• Aim 1
Return the section of the passage about Hermann Falkenberg's postcard that starts with "Postcard from Hermann" and goes on through "Jewish educational institutions.", copied word for word.
• Aim 2
Answer these questions using the passage about Hermann Falkenberg's postcard:
(a) At what address on Fasanenstrasse did the synagogue stand?
(b) Which synagogue did Hermann Falkenberg found?
(c) Which psalms do Meyer and Falkenberg seem to have settled on?
• Aim 3
Continue the passage about Hermann Falkenberg's postcard to Johanna Meyer, picking up right after its final sentence.

• Reading passage
Postcard from Hermann Falkenberg to Johanna Meyer

On Tuesday, 17 October 1933, a small ceremony was held in the synagogue at Fasanenstrasse no. 79/80 in the Berlin district of Charlottenburg to mark the expansion of the Jewish community’s elementary school no. 4, next door to the synagogue. Its four new parallel classes were added in response to the “Law against Overcrowding in German Schools and Universities” of April 1933, which restricted Jewish pupils’ access to public schools. The result was a rush of applications to Jewish educational institutions.

A few days before the ceremony, the performer Johanna Meyer (1874–1958) received this postcard asking her to recite a psalm during the festivities. It was sent by the teacher Hermann Falkenberg (1869–1936), a committed lay member of the Jewish community and founder of the liberal synagogue in Schönhauser Allee. The people whose names Johanna Meyer has noted at the top of the card were probably participants in the ceremony: the community’s president Heinrich Stahl, the rabbi of the Fasanenstrasse synagogue Julius Galliner, and the singer Alice Hannes, who had performed alongside Meyer on other occasions. Meyer’s notes also suggest a telephone conversation with Falkenberg about which psalm to recite; they seem to have settled on Psalms 8 and 84.

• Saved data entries
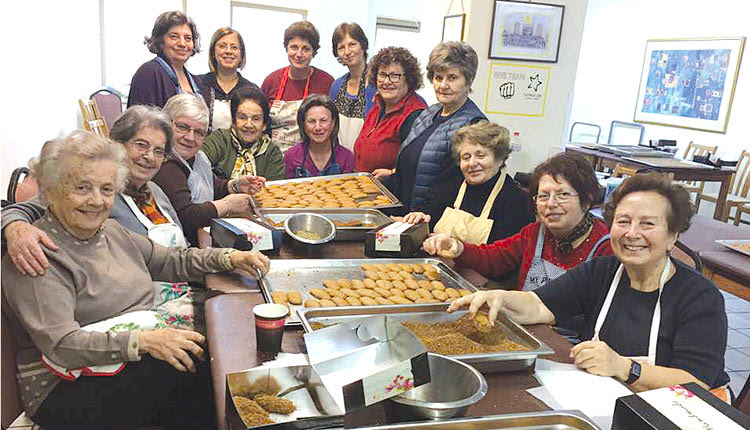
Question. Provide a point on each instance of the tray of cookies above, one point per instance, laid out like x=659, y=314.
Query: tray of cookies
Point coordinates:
x=350, y=191
x=360, y=282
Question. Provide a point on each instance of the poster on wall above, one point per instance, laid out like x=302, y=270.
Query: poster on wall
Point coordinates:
x=689, y=83
x=516, y=89
x=527, y=31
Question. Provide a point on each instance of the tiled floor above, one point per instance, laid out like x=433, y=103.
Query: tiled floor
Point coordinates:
x=737, y=357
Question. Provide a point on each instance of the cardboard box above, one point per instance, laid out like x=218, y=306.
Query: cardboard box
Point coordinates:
x=396, y=239
x=674, y=408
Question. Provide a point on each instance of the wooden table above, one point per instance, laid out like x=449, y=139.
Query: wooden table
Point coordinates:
x=682, y=171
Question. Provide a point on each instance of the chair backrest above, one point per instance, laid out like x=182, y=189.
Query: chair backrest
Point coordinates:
x=92, y=118
x=109, y=104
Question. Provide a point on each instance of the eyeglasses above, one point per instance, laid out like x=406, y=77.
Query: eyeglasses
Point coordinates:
x=185, y=129
x=561, y=198
x=394, y=77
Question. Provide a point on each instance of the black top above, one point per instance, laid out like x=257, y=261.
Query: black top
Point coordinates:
x=693, y=331
x=511, y=211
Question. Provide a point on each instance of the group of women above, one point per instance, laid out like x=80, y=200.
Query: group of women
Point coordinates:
x=95, y=276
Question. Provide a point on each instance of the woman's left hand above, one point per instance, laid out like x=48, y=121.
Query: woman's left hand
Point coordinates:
x=595, y=356
x=250, y=261
x=249, y=184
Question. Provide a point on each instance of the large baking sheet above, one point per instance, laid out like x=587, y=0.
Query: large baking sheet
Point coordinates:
x=509, y=361
x=303, y=275
x=740, y=245
x=394, y=201
x=372, y=216
x=548, y=420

• Reply 1
Postcard from Hermann Falkenberg to Johanna Meyer

On Tuesday, 17 October 1933, a small ceremony was held in the synagogue at Fasanenstrasse no. 79/80 in the Berlin district of Charlottenburg to mark the expansion of the Jewish community’s elementary school no. 4, next door to the synagogue. Its four new parallel classes were added in response to the “Law against Overcrowding in German Schools and Universities” of April 1933, which restricted Jewish pupils’ access to public schools. The result was a rush of applications to Jewish educational institutions.

• Reply 2
(a) Fasanenstrasse no. 79/80
(b) The liberal synagogue in Schönhauser Allee
(c) Psalms 8 and 84

• Reply 3
Johanna Meyer, née Löwensohn, came from an affluent family of Berlin retailers. After training as a teacher, she studied drama and then gave voice lessons. She continued working after she married the businessman Eugen Meyer in 1901. In the 1920s, Meyer became familiar to a wider audience thanks to her many radio appearances. With her literary readings, she was one of German radio’s very first female voices.

The events of 1933 abruptly curtailed her involvement in public cultural life. From now on, she was only allowed to perform with the Jewish Cultural League (Jüdischer Kulturbund) or at events run by Jewish organizations. Johanna Meyer decided to emigrate, and in summer 1938 she left to join her two children in the United States.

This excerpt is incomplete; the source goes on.